Dataset rows:

◇ ◇ ◇ ◇

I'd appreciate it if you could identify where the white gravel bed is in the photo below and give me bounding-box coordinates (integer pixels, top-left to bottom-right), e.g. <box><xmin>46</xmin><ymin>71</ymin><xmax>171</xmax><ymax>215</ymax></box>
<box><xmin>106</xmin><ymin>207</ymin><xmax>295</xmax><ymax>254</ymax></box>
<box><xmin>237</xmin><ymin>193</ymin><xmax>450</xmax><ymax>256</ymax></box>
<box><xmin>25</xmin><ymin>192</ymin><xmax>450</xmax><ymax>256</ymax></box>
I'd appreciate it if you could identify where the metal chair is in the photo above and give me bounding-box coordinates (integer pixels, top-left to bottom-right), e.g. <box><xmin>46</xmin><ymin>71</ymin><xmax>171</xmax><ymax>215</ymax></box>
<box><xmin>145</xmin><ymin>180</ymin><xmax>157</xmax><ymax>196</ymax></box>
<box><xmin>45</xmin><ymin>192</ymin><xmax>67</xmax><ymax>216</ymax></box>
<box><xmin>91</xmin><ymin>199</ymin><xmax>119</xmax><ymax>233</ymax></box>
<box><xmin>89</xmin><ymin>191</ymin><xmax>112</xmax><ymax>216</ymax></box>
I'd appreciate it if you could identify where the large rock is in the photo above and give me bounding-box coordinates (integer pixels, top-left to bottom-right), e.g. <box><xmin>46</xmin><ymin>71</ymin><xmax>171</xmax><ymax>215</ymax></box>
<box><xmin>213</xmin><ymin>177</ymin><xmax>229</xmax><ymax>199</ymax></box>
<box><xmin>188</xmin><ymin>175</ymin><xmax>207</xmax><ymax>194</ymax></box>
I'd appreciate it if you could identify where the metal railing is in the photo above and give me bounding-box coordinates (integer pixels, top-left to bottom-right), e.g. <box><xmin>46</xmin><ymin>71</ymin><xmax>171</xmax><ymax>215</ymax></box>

◇ ◇ ◇ ◇

## EXERCISE GOAL
Rewrite the records above, switching every instance of "bounding-box coordinates" to "box coordinates" and leaving everything else as it is.

## EXERCISE ANSWER
I'd appreciate it if you could identify where the white gravel bed is in the photo below and give me box coordinates (integer pixels, top-left to bottom-right), e.g. <box><xmin>46</xmin><ymin>71</ymin><xmax>171</xmax><ymax>215</ymax></box>
<box><xmin>106</xmin><ymin>207</ymin><xmax>295</xmax><ymax>254</ymax></box>
<box><xmin>237</xmin><ymin>193</ymin><xmax>450</xmax><ymax>256</ymax></box>
<box><xmin>25</xmin><ymin>192</ymin><xmax>450</xmax><ymax>256</ymax></box>
I'd appreciate it if you could identify where the metal chair is in the photo above and give me box coordinates (integer pixels, top-left to bottom-right), e.g. <box><xmin>46</xmin><ymin>71</ymin><xmax>171</xmax><ymax>215</ymax></box>
<box><xmin>145</xmin><ymin>180</ymin><xmax>157</xmax><ymax>196</ymax></box>
<box><xmin>45</xmin><ymin>192</ymin><xmax>67</xmax><ymax>216</ymax></box>
<box><xmin>91</xmin><ymin>199</ymin><xmax>119</xmax><ymax>233</ymax></box>
<box><xmin>89</xmin><ymin>191</ymin><xmax>112</xmax><ymax>216</ymax></box>
I'd appreciate it if you could identify where the large rock is in the photo above and give me box coordinates (integer pixels, top-left to bottom-right), e.g. <box><xmin>46</xmin><ymin>71</ymin><xmax>171</xmax><ymax>215</ymax></box>
<box><xmin>213</xmin><ymin>177</ymin><xmax>229</xmax><ymax>199</ymax></box>
<box><xmin>188</xmin><ymin>175</ymin><xmax>207</xmax><ymax>194</ymax></box>
I'd appreciate it if you could identify where the metal railing is in the photo above and give me box coordinates (integer pixels, top-left to bottom-right), e.g. <box><xmin>46</xmin><ymin>71</ymin><xmax>171</xmax><ymax>215</ymax></box>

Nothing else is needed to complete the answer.